EXERCISE OBJECTIVE –
Copy out each line in the rows below that contains the string "wooden". Treat uppercase and lowercase as different.

::::::::::

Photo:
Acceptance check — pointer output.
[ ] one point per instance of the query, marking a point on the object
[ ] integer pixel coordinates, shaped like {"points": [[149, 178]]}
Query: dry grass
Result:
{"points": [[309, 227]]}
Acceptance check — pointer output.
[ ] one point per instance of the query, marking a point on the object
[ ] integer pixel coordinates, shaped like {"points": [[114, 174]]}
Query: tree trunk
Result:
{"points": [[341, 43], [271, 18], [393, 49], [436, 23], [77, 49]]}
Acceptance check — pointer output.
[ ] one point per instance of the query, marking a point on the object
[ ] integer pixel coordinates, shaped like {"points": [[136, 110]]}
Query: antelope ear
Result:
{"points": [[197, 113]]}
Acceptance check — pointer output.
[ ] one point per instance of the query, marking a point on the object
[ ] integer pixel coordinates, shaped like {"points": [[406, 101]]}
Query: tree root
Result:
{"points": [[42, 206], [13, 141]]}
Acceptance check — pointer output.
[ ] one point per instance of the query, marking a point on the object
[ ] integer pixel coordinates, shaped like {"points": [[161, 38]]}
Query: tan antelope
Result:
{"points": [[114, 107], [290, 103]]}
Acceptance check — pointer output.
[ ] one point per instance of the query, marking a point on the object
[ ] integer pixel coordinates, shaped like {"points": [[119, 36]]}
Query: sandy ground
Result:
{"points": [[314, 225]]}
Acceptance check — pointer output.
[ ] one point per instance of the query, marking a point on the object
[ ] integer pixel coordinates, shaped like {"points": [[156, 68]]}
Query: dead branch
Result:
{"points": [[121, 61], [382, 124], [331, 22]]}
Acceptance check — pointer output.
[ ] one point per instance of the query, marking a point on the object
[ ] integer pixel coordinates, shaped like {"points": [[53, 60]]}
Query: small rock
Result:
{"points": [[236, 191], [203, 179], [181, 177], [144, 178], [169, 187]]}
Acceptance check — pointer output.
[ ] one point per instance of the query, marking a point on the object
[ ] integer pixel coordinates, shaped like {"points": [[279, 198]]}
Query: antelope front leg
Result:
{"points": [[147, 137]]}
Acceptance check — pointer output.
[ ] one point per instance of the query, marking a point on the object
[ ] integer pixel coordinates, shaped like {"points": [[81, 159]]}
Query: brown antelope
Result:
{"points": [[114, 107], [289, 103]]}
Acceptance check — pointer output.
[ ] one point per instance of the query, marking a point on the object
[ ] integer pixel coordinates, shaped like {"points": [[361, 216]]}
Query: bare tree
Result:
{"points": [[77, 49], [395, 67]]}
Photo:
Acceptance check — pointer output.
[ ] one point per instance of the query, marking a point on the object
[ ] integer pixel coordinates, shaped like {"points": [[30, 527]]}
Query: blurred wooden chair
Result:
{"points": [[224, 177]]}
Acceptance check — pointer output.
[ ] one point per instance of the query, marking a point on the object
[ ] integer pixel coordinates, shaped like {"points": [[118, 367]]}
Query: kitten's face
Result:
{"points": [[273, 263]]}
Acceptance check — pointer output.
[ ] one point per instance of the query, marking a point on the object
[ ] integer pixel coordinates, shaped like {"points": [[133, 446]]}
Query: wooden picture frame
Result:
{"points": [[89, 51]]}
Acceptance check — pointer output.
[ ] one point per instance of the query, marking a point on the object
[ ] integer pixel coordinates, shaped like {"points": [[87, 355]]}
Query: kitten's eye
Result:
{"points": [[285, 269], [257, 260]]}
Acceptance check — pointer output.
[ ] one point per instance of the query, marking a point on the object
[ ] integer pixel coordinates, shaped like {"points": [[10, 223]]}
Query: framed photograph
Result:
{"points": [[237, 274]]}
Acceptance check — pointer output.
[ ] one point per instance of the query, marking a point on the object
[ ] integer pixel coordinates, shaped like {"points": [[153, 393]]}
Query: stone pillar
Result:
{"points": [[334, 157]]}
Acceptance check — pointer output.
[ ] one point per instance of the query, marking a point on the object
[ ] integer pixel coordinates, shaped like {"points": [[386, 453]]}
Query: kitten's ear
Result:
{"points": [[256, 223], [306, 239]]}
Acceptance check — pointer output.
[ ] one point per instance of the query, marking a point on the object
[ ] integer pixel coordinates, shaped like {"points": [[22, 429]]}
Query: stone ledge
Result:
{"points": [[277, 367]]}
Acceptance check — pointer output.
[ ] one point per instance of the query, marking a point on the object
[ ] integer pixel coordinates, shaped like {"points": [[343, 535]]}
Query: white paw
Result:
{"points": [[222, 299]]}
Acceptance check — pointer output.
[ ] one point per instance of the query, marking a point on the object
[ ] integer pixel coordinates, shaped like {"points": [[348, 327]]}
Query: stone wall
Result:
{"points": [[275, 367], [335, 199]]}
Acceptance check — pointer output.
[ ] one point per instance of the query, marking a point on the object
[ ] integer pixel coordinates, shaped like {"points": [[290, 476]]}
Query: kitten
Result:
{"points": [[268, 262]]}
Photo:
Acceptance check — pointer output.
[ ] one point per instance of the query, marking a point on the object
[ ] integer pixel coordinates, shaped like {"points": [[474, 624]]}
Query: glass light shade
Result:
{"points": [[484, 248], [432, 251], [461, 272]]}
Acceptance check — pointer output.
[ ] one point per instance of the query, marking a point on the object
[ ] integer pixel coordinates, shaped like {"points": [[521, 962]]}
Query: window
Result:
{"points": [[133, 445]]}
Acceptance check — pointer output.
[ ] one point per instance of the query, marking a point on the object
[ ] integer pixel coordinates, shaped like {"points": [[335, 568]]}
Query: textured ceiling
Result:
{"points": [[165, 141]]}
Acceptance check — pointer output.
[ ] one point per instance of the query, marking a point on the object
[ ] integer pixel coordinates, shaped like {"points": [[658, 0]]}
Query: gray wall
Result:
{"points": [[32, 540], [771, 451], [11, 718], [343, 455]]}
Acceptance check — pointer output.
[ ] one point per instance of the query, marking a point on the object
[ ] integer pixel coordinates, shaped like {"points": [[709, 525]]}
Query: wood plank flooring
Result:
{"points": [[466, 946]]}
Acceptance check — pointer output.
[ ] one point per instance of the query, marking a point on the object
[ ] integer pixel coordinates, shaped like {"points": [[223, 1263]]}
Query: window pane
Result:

::::::::::

RESPONSE BELOW –
Query: blurred wooden chair
Query: wooden picture frame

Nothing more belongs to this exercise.